The records are to be restated in their entirety, word for word.

* _The records_:

-*-*-

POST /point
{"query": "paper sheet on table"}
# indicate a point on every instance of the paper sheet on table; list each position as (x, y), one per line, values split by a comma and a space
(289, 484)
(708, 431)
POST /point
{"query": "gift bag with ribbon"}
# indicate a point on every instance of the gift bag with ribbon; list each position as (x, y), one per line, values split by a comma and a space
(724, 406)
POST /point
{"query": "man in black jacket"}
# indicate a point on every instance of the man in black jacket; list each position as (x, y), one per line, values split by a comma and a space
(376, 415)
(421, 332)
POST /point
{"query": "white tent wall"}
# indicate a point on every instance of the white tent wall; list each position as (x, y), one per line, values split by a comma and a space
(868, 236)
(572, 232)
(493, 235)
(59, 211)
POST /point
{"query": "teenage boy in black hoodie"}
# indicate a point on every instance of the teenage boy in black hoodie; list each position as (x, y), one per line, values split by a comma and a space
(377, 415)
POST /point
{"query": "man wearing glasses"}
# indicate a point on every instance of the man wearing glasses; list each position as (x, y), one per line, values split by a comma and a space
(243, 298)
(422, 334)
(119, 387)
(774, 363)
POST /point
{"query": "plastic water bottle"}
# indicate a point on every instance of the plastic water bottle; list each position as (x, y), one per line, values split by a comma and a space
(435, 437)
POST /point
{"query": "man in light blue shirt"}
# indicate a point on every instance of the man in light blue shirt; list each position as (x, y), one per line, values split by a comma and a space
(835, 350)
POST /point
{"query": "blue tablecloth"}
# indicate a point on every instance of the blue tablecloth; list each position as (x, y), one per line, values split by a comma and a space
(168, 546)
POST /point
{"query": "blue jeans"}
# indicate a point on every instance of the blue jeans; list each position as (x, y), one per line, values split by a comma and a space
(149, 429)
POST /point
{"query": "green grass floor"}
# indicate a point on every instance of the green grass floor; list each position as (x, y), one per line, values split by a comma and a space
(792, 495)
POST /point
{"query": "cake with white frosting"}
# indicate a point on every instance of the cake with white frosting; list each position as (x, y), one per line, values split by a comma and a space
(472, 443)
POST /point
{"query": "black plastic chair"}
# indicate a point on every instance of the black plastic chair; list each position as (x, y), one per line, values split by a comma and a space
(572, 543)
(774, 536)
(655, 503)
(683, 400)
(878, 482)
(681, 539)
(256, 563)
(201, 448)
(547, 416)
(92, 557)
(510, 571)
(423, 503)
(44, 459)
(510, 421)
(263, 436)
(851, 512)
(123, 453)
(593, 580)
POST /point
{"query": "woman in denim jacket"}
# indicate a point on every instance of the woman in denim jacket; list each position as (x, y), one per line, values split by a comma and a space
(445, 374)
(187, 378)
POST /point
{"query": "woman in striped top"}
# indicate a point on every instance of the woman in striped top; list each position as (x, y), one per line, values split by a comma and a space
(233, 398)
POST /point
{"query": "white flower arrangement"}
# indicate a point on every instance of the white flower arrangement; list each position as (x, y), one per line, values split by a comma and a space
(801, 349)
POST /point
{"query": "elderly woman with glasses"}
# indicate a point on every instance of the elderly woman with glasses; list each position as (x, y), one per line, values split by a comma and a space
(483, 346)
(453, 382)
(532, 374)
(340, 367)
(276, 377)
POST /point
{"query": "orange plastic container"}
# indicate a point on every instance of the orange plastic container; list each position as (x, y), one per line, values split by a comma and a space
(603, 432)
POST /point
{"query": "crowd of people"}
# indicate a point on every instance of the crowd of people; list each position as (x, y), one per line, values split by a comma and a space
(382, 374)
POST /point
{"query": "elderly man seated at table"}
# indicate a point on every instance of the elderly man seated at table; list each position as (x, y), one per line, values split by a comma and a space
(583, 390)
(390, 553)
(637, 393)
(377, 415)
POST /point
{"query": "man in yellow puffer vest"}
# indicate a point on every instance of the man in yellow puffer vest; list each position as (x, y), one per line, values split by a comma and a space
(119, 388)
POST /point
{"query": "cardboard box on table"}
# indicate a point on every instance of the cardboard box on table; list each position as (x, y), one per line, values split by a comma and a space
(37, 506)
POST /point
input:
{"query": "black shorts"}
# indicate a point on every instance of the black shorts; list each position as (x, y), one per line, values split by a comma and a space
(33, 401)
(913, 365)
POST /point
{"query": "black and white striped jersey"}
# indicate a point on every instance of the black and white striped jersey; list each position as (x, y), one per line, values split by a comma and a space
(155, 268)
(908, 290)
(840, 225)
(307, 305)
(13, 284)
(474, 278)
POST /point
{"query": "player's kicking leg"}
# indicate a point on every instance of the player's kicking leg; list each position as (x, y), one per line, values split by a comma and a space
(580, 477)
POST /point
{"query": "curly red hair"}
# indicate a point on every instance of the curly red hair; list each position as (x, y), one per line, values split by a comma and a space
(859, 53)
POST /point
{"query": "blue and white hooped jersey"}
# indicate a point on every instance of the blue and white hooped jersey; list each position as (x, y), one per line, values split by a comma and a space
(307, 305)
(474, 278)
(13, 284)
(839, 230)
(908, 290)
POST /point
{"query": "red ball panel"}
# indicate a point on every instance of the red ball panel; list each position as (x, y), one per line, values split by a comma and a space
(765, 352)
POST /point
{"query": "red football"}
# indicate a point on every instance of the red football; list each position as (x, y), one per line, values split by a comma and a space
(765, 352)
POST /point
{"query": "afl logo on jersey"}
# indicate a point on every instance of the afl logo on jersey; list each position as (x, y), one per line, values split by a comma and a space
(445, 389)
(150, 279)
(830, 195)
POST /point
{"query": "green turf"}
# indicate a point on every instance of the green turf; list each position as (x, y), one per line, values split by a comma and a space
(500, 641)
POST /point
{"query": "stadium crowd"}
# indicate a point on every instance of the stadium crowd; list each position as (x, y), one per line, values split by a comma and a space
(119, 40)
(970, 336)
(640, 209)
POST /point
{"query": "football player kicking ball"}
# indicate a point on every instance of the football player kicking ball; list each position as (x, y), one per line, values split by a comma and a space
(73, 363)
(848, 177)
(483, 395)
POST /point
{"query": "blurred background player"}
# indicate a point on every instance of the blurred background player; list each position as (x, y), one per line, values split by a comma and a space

-*-*-

* _Exercise response_:
POST /point
{"query": "paper sheet on table"}
# indicate a point on every instance of the paper sheet on table; list each position as (x, y), one per line, values split by a comma and a space
(289, 484)
(708, 431)
POST /point
{"query": "gift bag with ribbon"}
# indicate a point on every instance of the gift bag with ribbon; list each position as (x, y), one per line, values split by a comma and a space
(724, 406)
POST /point
{"query": "man in black jacket"}
# indicate a point on every instance of the man in black jacket; list each position as (x, y), one per line, values split by a comma and a space
(376, 415)
(421, 332)
POST /point
{"query": "white tent wall"}
# indicate a point on every instance of the white tent wall; list each position as (x, y), one per line, values split by a comma and a space
(868, 236)
(572, 232)
(493, 235)
(59, 211)
POST /point
{"query": "teenage boy in black hoodie"}
# indicate a point on every instance of the teenage boy in black hoodie; list each position as (x, y), one per line, values split by a comma and a space
(377, 415)
POST /point
{"query": "man wearing glasses"}
# indicate a point on every instance of the man wearing glasses; list each position as (x, y), one per line, values split by a comma and a space
(243, 298)
(422, 334)
(119, 387)
(774, 363)
POST /point
{"query": "plastic water bottle"}
# indicate a point on every instance of the plastic water bottle; list each position as (x, y), one per line, values split by a comma and a space
(435, 437)
POST /point
{"query": "man in light blue shirt"}
# indicate a point on every instance of the man in light blue shirt; list each position as (x, y), one per line, values split by a comma and a space
(835, 350)
POST /point
{"query": "blue tablecloth"}
# indicate a point on every instance of the blue tablecloth; list each position as (x, y), one per line, values split by a comma and a space
(168, 546)
POST /point
{"query": "blue jeans"}
# indicate a point on every instance of the blue jeans; list each position as (x, y), one per line, values split by a comma and a space
(149, 429)
POST /point
{"query": "green grass floor"}
# indicate a point on every instance of the green grass floor; list each position as (x, y), one per line, values split by a comma and a space
(792, 495)
POST /point
{"query": "cake with white frosting"}
# indicate a point on every instance of the cake with white frosting; list each position as (x, y), one per line, values split by a comma and a space
(472, 443)
POST /point
{"query": "black plastic chair"}
# indicate a point on every instance of the black plastic chair; list each position as (x, y), one per line, values split by a comma and a space
(572, 543)
(774, 536)
(655, 503)
(683, 400)
(878, 482)
(681, 539)
(256, 563)
(201, 448)
(547, 416)
(92, 557)
(510, 571)
(423, 503)
(44, 459)
(510, 421)
(263, 436)
(851, 512)
(123, 453)
(593, 580)
POST /point
{"query": "woman in denim jacket"}
# indicate a point on every instance of the woman in denim jacket; list each position as (x, y), one per line, values split by a comma and a space
(445, 374)
(187, 378)
POST /point
{"query": "woman in striped top"}
# indicate a point on every instance of the woman in striped top; list each position as (x, y), one per line, values split by a comma and a space
(233, 398)
POST /point
{"query": "white flower arrangement"}
# indicate a point on every instance of the white flower arrangement; list each position as (x, y), one per line, values split by a comma and a space
(801, 349)
POST /point
{"query": "elderly woman with glasses"}
# indicate a point on every instance of the elderly woman with glasses; list each position as (x, y), one per line, values split by a comma and a space
(483, 346)
(453, 382)
(532, 374)
(340, 367)
(276, 377)
POST /point
{"query": "orange plastic container"}
# indicate a point on every instance of the orange plastic container; list each position as (x, y), one per line, values split by a comma and a space
(603, 432)
POST /point
{"query": "crowd of people"}
# indicate a point on every instance of the crowd of people; list each position as (x, y), one per line, values split by a comma and a space
(382, 374)
POST /point
{"query": "elderly man seated at table"}
# indicate a point on every instance of the elderly man seated at table; list each position as (x, y), one per line, values split by a comma and a space
(583, 390)
(390, 553)
(637, 393)
(377, 415)
POST /point
{"query": "man in yellow puffer vest"}
# indicate a point on every instance of the man in yellow puffer vest; list each position as (x, y), one per line, values split by a comma and a space
(119, 388)
POST /point
{"query": "cardboard box on table"}
# indicate a point on every instance of the cardboard box on table; list each position as (x, y), one per line, values split by a comma and a space
(37, 506)
POST /point
input:
{"query": "black shorts"}
# indicate a point on every instance of the black shorts; list each position as (x, y), one per line, values split by a comma and a space
(33, 401)
(913, 365)
POST /point
{"query": "black and white striped jersey"}
# indicate a point on every instance of the black and white striped jersey; list each position as (x, y), one per line, values split by a comma and a space
(155, 268)
(908, 290)
(840, 225)
(307, 305)
(13, 284)
(474, 278)
POST /point
{"query": "player's kicking leg"}
# indicate a point on every instance of the player's kicking leg; list each position as (x, y), one per line, values split by a comma and a space
(580, 477)
POST /point
{"query": "curly red hair"}
# indicate a point on every instance of the curly red hair; list each position as (x, y), one per line, values split by a comma and a space
(859, 53)
POST /point
{"query": "blue and white hooped jersey"}
# indicate a point on every instance of the blue and white hooped jersey; list each position as (x, y), one per line, values split by a comma and a space
(307, 305)
(474, 278)
(13, 284)
(839, 230)
(908, 290)
POST /point
{"query": "red ball panel"}
# indicate a point on every instance of the red ball panel; list each position as (x, y), one per line, values split by a comma and a space
(765, 352)
POST /point
{"query": "red football"}
# indicate a point on every instance of the red football; list each position as (x, y), one per line, values split by a comma and a space
(765, 352)
POST /point
{"query": "afl logo on jersey"}
# indicate a point on every instance of the afl logo on jersey; list each position as (x, y), one per line, values split by a comma and a space
(445, 389)
(150, 279)
(830, 195)
POST /point
{"query": "green turf"}
# indicate a point on every instance of the green turf; list each position as (x, y), one per line, values split by a comma and a space
(500, 641)
POST /point
{"query": "stadium crowd"}
# indicate a point on every instance of the stadium crowd; list each position as (x, y), one per line, values split by a comma and a space
(119, 40)
(970, 336)
(640, 209)
POST /point
{"query": "football player kicking ball"}
# indicate a point on every instance of the football player kicking ball; list each position as (x, y), one per line, values split by a comma and a space
(73, 363)
(848, 177)
(483, 395)
POST /point
{"query": "blurred background player"}
# indicate a point on every instance of the blurred background player; list each position as (x, y), one per line, values split by a comma and a space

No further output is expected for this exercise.